Items listed in a dataset:
* START *
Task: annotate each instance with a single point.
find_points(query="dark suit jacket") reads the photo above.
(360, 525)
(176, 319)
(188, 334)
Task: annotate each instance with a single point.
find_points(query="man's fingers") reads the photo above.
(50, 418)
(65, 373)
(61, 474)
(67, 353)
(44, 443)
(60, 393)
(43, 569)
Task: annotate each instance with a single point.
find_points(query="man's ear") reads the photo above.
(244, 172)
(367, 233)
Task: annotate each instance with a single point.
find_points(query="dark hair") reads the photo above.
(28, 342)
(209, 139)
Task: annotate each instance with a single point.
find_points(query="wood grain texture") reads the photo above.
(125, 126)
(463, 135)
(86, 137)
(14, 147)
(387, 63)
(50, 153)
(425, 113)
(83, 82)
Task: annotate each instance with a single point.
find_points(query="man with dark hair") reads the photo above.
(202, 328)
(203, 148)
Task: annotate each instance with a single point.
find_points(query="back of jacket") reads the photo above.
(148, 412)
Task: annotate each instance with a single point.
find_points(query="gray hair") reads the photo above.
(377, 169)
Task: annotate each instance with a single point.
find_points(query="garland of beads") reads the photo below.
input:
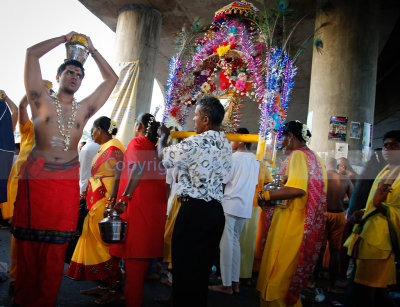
(65, 132)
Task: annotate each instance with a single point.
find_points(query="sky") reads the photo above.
(24, 23)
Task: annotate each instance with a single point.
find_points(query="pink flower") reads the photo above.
(240, 85)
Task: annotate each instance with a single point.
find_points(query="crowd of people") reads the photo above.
(192, 205)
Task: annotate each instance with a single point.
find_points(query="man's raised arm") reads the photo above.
(33, 75)
(98, 98)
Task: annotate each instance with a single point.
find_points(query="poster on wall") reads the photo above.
(341, 150)
(338, 128)
(355, 130)
(367, 142)
(367, 135)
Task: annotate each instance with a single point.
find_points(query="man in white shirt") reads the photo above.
(203, 163)
(86, 155)
(237, 204)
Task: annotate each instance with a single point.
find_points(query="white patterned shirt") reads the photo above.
(204, 162)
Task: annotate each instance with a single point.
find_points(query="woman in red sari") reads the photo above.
(91, 259)
(142, 201)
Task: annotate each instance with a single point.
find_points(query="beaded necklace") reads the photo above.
(65, 132)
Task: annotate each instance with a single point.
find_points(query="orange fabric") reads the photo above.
(27, 142)
(169, 228)
(334, 229)
(39, 274)
(47, 202)
(146, 211)
(13, 256)
(260, 240)
(264, 178)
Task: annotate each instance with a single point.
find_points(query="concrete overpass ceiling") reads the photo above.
(176, 13)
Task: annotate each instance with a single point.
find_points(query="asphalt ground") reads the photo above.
(69, 291)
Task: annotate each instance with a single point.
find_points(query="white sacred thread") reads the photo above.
(65, 132)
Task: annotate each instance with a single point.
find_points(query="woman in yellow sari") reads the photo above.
(294, 230)
(91, 259)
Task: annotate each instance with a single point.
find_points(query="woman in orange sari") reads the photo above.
(142, 200)
(91, 259)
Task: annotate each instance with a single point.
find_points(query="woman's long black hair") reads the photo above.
(151, 125)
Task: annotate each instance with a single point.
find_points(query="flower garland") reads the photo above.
(65, 132)
(232, 58)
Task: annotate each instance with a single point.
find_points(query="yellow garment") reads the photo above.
(90, 249)
(374, 254)
(247, 244)
(13, 256)
(169, 228)
(27, 142)
(281, 252)
(260, 234)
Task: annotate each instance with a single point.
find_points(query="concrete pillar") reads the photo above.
(343, 75)
(137, 38)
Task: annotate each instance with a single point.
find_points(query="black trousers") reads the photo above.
(195, 243)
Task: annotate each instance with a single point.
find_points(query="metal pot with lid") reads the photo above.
(112, 228)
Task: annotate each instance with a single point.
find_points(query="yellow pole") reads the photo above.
(233, 137)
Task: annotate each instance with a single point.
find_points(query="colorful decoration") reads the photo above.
(233, 59)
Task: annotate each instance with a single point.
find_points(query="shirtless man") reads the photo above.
(47, 204)
(338, 187)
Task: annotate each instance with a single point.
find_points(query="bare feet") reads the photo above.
(94, 291)
(222, 289)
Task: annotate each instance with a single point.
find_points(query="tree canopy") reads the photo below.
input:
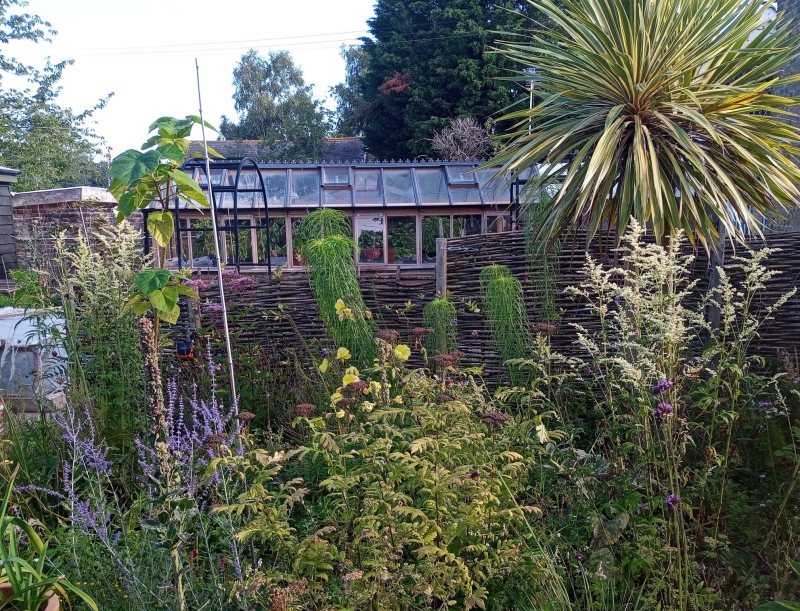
(276, 106)
(662, 111)
(52, 145)
(351, 107)
(430, 62)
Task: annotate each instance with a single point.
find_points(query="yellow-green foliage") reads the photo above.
(332, 273)
(440, 315)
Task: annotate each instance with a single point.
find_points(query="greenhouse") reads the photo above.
(397, 210)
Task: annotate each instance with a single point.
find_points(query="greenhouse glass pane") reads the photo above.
(369, 237)
(305, 188)
(368, 189)
(433, 227)
(277, 241)
(337, 197)
(432, 186)
(336, 176)
(275, 183)
(402, 234)
(398, 187)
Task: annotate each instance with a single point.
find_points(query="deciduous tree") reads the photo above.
(276, 106)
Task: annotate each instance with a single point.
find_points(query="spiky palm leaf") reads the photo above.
(662, 111)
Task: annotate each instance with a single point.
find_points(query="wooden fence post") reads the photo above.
(441, 265)
(717, 262)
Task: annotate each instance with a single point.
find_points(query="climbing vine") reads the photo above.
(440, 315)
(328, 252)
(542, 263)
(507, 317)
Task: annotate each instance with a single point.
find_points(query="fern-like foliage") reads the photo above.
(440, 315)
(543, 263)
(507, 318)
(332, 274)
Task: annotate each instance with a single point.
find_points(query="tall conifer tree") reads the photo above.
(429, 63)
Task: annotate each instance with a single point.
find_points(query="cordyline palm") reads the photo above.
(661, 111)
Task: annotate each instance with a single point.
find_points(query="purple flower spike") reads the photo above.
(673, 500)
(663, 385)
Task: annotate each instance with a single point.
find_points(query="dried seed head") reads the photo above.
(494, 418)
(213, 441)
(388, 335)
(357, 387)
(305, 409)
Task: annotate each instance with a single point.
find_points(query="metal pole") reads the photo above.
(216, 247)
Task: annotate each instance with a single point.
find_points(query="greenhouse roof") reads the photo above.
(352, 185)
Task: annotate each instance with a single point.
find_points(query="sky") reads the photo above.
(144, 52)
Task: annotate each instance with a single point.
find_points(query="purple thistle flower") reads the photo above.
(663, 385)
(673, 500)
(212, 308)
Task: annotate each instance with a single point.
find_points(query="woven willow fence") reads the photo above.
(282, 314)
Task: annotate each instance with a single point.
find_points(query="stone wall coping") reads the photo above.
(69, 195)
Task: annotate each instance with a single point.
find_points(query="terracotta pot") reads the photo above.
(52, 603)
(372, 255)
(297, 260)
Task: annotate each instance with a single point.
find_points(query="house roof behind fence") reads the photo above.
(334, 149)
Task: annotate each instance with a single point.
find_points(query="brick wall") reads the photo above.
(39, 216)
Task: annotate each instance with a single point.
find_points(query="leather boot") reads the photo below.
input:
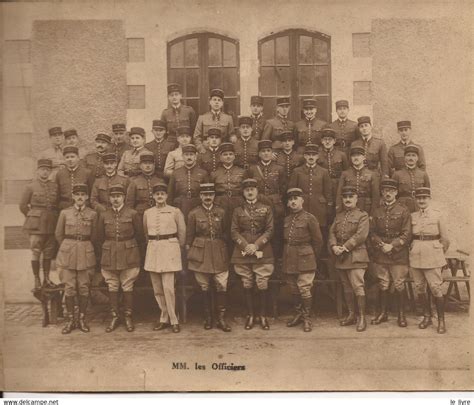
(263, 310)
(361, 322)
(35, 268)
(249, 303)
(207, 298)
(350, 319)
(298, 318)
(83, 300)
(70, 322)
(382, 315)
(307, 326)
(402, 321)
(221, 308)
(439, 301)
(426, 321)
(114, 322)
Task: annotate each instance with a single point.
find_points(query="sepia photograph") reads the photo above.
(236, 196)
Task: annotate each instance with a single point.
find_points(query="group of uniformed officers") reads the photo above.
(273, 196)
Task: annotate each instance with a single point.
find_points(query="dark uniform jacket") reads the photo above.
(206, 235)
(100, 190)
(350, 229)
(252, 224)
(317, 190)
(302, 242)
(390, 224)
(39, 203)
(118, 233)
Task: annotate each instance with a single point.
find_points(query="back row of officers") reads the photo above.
(274, 196)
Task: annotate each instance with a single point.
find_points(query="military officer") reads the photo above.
(258, 120)
(39, 204)
(279, 123)
(347, 237)
(246, 145)
(70, 175)
(177, 114)
(76, 233)
(93, 160)
(390, 233)
(183, 188)
(216, 117)
(208, 256)
(119, 230)
(346, 129)
(430, 243)
(302, 245)
(165, 232)
(130, 163)
(252, 230)
(375, 149)
(410, 177)
(396, 153)
(161, 145)
(364, 180)
(119, 143)
(307, 129)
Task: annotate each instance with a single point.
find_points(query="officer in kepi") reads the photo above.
(302, 245)
(430, 243)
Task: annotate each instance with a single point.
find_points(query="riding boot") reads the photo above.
(439, 301)
(249, 303)
(350, 319)
(221, 308)
(113, 298)
(361, 322)
(382, 315)
(426, 321)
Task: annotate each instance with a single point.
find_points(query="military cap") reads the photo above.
(256, 100)
(70, 132)
(172, 87)
(103, 137)
(264, 144)
(160, 187)
(357, 150)
(309, 103)
(137, 131)
(349, 190)
(189, 148)
(389, 183)
(109, 157)
(79, 187)
(363, 120)
(70, 149)
(45, 163)
(294, 192)
(207, 188)
(403, 124)
(311, 148)
(342, 103)
(226, 147)
(158, 124)
(423, 192)
(249, 183)
(283, 101)
(116, 189)
(217, 93)
(118, 127)
(412, 149)
(245, 120)
(55, 131)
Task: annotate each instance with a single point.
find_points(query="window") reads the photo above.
(200, 62)
(296, 63)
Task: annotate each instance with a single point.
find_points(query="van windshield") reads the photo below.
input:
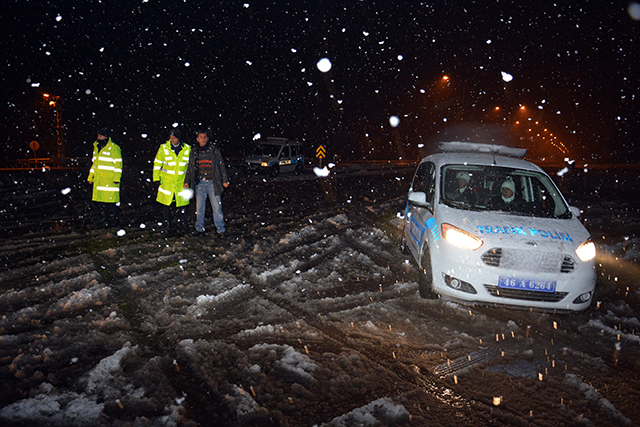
(494, 188)
(270, 150)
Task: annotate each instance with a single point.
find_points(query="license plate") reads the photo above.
(527, 284)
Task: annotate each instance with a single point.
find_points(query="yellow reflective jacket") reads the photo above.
(171, 170)
(105, 173)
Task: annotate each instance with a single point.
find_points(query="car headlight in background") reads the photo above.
(460, 238)
(586, 251)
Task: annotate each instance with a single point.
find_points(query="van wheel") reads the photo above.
(425, 281)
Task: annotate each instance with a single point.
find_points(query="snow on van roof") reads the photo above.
(474, 147)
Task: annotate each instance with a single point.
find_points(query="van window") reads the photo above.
(517, 191)
(424, 180)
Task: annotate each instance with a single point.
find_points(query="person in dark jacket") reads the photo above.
(207, 175)
(507, 200)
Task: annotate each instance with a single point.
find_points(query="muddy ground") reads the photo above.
(306, 314)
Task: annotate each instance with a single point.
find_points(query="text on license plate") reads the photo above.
(527, 284)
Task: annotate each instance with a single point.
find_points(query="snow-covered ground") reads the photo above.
(306, 315)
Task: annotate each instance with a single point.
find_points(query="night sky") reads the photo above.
(250, 67)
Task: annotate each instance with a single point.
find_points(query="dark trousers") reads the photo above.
(181, 216)
(109, 214)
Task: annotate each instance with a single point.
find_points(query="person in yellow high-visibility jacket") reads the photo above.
(170, 168)
(105, 174)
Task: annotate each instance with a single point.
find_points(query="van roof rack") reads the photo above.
(474, 147)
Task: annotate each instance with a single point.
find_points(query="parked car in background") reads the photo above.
(486, 226)
(275, 156)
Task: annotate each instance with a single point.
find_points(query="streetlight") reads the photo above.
(54, 100)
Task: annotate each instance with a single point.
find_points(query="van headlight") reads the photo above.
(460, 238)
(586, 251)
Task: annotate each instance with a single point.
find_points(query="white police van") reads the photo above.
(488, 227)
(275, 156)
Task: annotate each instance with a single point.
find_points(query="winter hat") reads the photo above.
(176, 133)
(205, 131)
(463, 175)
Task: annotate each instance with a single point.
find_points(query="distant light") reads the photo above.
(634, 11)
(324, 65)
(321, 173)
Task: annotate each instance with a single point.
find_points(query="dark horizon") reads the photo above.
(250, 68)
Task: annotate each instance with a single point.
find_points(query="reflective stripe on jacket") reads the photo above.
(105, 173)
(171, 170)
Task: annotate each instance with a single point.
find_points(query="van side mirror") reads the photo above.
(419, 198)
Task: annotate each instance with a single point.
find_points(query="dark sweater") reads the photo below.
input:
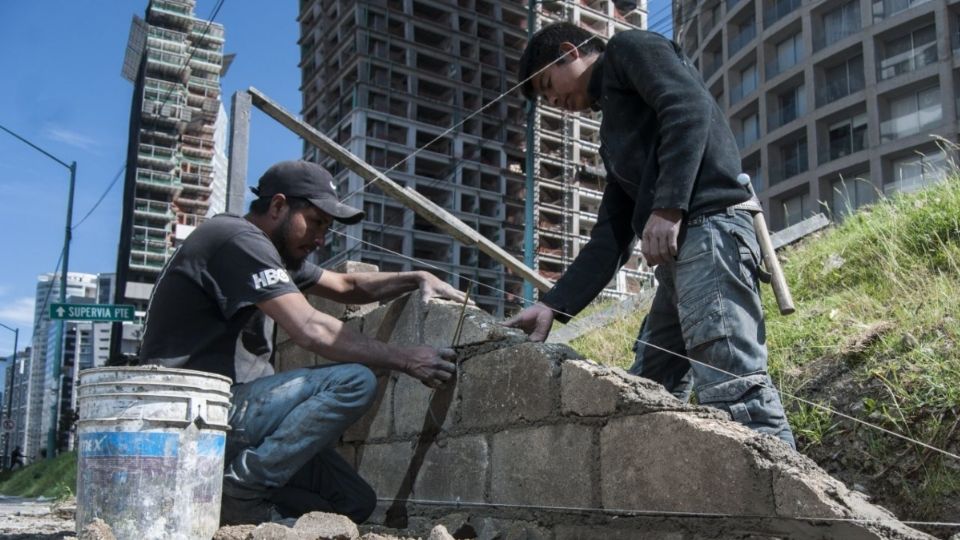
(665, 144)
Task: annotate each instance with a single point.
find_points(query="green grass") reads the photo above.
(876, 337)
(54, 478)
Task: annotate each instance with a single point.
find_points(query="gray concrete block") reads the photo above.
(674, 462)
(325, 525)
(454, 469)
(384, 466)
(546, 465)
(442, 318)
(510, 385)
(411, 406)
(589, 389)
(377, 421)
(290, 356)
* END *
* Goal *
Report every line of the material above that contains the string "pole". Case counts.

* Written solution *
find_points(query="yellow pole") reads the photo above.
find_points(query="metal pole") reads the photo above.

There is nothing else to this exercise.